### Stated exercise
Copy the records below word for word, every line of them, but leave out the pictures.

### Records shown

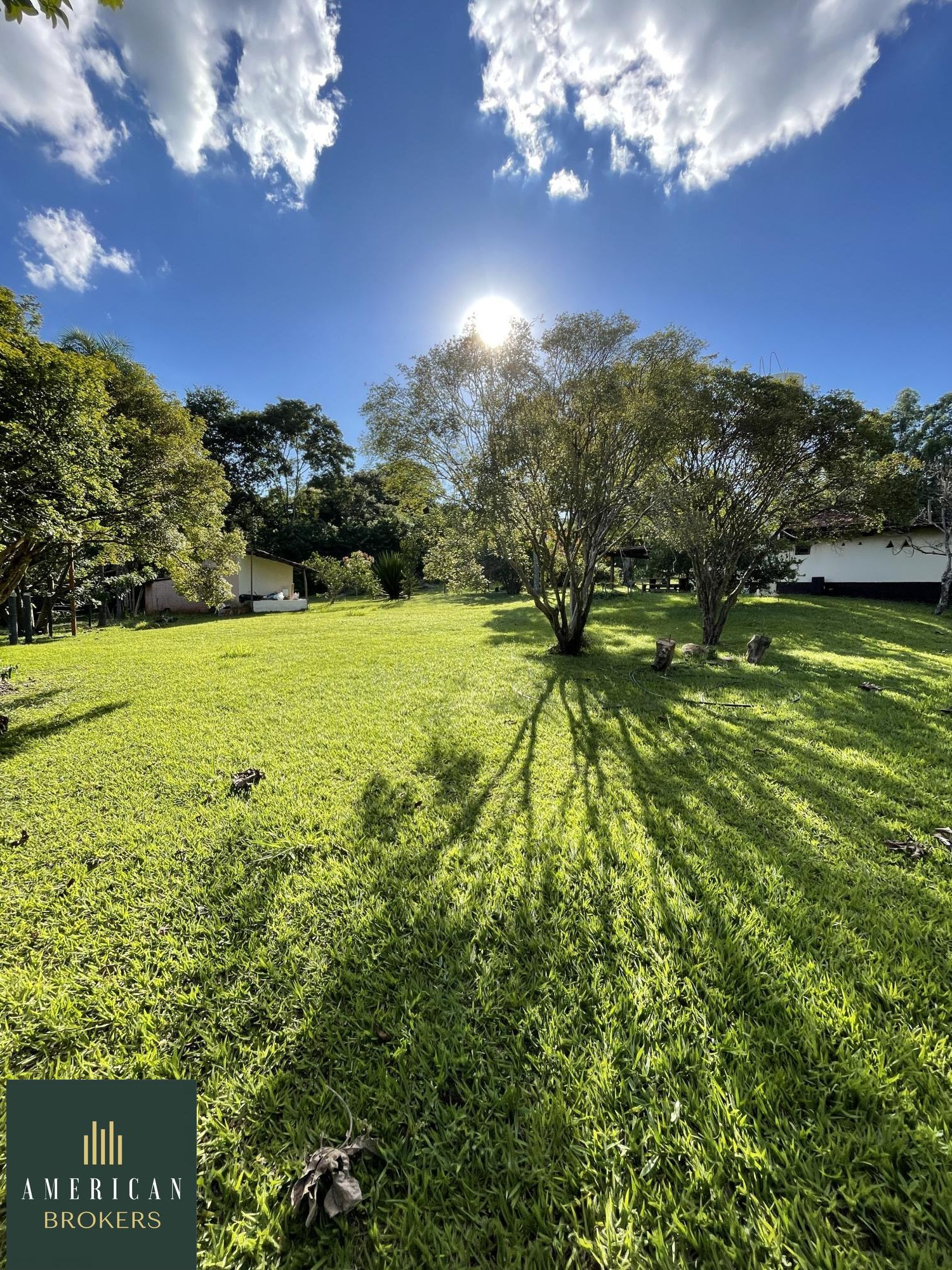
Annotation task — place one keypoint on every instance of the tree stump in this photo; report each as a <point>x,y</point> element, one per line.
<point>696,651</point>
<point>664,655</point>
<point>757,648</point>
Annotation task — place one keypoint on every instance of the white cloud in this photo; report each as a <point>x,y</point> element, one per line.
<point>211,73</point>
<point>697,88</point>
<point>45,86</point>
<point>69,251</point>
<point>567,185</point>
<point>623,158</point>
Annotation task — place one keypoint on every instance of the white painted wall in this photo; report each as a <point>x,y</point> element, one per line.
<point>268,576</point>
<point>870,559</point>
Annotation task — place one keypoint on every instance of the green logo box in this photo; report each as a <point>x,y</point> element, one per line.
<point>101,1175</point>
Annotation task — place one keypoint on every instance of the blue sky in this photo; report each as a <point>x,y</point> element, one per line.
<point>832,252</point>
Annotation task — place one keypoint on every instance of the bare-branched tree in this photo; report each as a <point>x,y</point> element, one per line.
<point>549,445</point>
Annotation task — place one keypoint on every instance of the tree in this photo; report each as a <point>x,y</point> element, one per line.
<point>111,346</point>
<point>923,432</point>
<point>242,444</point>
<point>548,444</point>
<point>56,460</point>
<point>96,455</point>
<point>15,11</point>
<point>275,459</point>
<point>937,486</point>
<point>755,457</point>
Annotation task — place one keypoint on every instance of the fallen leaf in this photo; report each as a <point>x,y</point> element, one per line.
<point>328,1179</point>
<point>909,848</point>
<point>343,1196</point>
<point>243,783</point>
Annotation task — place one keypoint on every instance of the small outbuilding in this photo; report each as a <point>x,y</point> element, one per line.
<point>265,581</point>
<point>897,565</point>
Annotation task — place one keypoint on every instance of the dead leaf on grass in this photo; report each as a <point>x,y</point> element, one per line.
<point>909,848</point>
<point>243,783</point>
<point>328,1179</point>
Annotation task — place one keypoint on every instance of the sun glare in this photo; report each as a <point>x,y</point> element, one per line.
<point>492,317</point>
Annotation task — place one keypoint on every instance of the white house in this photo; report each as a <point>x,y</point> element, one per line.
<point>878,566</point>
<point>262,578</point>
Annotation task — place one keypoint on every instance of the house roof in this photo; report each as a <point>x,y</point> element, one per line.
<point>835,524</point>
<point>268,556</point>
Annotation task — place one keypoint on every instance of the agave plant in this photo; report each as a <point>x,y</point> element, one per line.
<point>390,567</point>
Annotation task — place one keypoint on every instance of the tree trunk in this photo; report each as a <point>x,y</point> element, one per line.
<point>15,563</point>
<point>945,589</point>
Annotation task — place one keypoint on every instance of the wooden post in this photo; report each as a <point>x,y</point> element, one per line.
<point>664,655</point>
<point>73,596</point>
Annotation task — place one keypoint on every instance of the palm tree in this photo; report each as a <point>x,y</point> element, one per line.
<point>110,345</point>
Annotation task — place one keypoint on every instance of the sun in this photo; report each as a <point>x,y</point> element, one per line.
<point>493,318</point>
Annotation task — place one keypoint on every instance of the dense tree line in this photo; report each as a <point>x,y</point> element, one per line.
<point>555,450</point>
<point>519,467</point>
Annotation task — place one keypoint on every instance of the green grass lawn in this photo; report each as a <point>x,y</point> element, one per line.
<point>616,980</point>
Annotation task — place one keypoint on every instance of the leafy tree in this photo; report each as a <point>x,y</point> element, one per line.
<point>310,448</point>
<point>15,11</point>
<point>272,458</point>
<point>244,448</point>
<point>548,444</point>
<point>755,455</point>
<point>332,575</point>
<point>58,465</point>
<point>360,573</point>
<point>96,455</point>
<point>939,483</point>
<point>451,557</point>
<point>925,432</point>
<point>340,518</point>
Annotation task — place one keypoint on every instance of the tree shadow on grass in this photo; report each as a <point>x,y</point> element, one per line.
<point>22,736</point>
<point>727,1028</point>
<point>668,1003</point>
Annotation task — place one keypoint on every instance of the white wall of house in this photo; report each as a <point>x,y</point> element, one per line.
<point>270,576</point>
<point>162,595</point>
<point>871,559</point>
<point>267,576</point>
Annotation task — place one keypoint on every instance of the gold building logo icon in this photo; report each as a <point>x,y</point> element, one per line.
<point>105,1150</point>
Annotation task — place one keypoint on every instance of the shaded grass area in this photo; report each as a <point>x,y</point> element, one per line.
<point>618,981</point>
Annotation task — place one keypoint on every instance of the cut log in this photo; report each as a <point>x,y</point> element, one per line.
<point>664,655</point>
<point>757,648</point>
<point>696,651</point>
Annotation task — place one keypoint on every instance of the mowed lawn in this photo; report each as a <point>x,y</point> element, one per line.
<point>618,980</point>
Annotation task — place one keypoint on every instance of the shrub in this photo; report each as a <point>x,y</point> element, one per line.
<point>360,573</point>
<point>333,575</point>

### Exercise result
Annotation task — place one keypoint on every instance of the tree stump in this photo; report each as a <point>x,y</point> element, one per line.
<point>696,651</point>
<point>664,655</point>
<point>757,648</point>
Annotation task — place one keypoint on every instance of the white cloud in this photo; report each as a <point>x,y</point> element, one per line.
<point>211,73</point>
<point>697,88</point>
<point>45,86</point>
<point>69,251</point>
<point>567,185</point>
<point>623,158</point>
Annotation task — place one keypoint on every instance of the white painted wall in this photo; report each as a <point>x,y</point> element, one per line.
<point>268,576</point>
<point>870,559</point>
Annotation task — place one keypoint on every instance of the green logo box in this photo; report each as a <point>x,y</point> element, one per line.
<point>101,1175</point>
Annotation task — place one keypoint on every instance of the blue sky in this photo; report each as a <point>x,y</point> element, one per line.
<point>832,252</point>
Annotation task — place one keypoint on every instance of the bare-branched tree in this photo; report each as a <point>x,y</point> element, one per line.
<point>549,445</point>
Annotation task — place one keypoint on every instance of the tree in this photo; report each as a <point>x,y</point> element, one per line.
<point>111,346</point>
<point>923,432</point>
<point>242,444</point>
<point>548,444</point>
<point>56,460</point>
<point>96,455</point>
<point>15,11</point>
<point>275,459</point>
<point>937,486</point>
<point>755,457</point>
Annotation task — place one keypoint on every instance of the fallen leaf in this photo; report each as a <point>x,y</point> element, one per line.
<point>328,1179</point>
<point>909,848</point>
<point>343,1196</point>
<point>243,783</point>
Annotation task — place one keypoint on every instance of the small outbuilding in this photo; report each as a <point>x,y</point> element, one per line.
<point>265,581</point>
<point>897,565</point>
Annotation task — place one keypoint on every instance of the dead leaf on grass in this photo; report each as a <point>x,y</point> element, one per line.
<point>909,848</point>
<point>243,783</point>
<point>328,1179</point>
Annotation task — place one keypoint on every instance of the sun glare in this photo; report each as a <point>x,y</point> element, one per line.
<point>492,317</point>
Annotation task — place one keypoint on every instance of the white house in this photo; report each as a <point>x,y</point> element, one per line.
<point>878,566</point>
<point>262,578</point>
Annotation task — place one keypoint on every instance of the house roof in this photo; report each as a <point>x,y</point> element, one per line.
<point>835,524</point>
<point>268,556</point>
Annotation task — place one keypoint on every instance of the agave plant in this photo; report each as a <point>x,y</point> element, one per line.
<point>390,567</point>
Annotation task — place one keypoint on every instance of the tree trunk in this photo; report each as a <point>x,y</point> element, one per line.
<point>15,563</point>
<point>945,589</point>
Annotation task — place one keypoint on every instance of the wooden post in this photo; report each as a <point>x,y</point> element, one per line.
<point>664,655</point>
<point>73,596</point>
Annotation task — place one keypoint on every instance of the palm tree in this photo; report each as a <point>x,y</point> element, one per line.
<point>110,345</point>
Annotation task — place one keypoint on every instance of the sun in this photo; report each as a <point>x,y</point> element, one per line.
<point>493,318</point>
Annotation task — place one keypoint on every instance of the dense tree line in this photo; report each as a <point>x,y</point> element, one per line.
<point>555,450</point>
<point>519,467</point>
Annotation task — place one keypoint on every instance of the green grass lawn in this photo; report each as a <point>x,y</point> element, one per line.
<point>616,980</point>
Annotation task — place one keypoint on every instance of the leafy tree in this photo; report each as a <point>x,y</point> element, one per line.
<point>310,448</point>
<point>15,11</point>
<point>272,458</point>
<point>244,448</point>
<point>548,444</point>
<point>755,455</point>
<point>332,575</point>
<point>58,465</point>
<point>360,573</point>
<point>96,455</point>
<point>939,483</point>
<point>451,557</point>
<point>925,432</point>
<point>340,518</point>
Annotation task — place one keypoint on every instance of the tree shadow on grass in this photo; report each as a <point>x,y</point> element, one per line.
<point>22,736</point>
<point>727,1028</point>
<point>668,1003</point>
Annotation task — place one keypoint on every instance of the white wall of house in this photo; report each as a <point>x,y</point> element, one per line.
<point>270,576</point>
<point>162,595</point>
<point>871,559</point>
<point>267,576</point>
Annotation task — place one keypoint on every instance of the gold building logo icon in this photo; report each as a <point>x,y</point> element, one per line.
<point>105,1150</point>
Annotation task — place one keypoint on every instance of the shaded grass area in this photo; report each as a <point>x,y</point> element, one per line.
<point>618,981</point>
Annotation task — place one keypoint on every instance of the cut log in this photo; report each as a <point>x,y</point> element, one per line.
<point>664,655</point>
<point>757,648</point>
<point>696,651</point>
Annotation task — place one keypoint on every instance of the mowed lawn in this photo; report each as a <point>x,y</point> element, one per line.
<point>618,980</point>
Annotation task — place one keypoint on every instance of the shrub in this photo; report each as a <point>x,y</point> element, one per line.
<point>360,573</point>
<point>333,575</point>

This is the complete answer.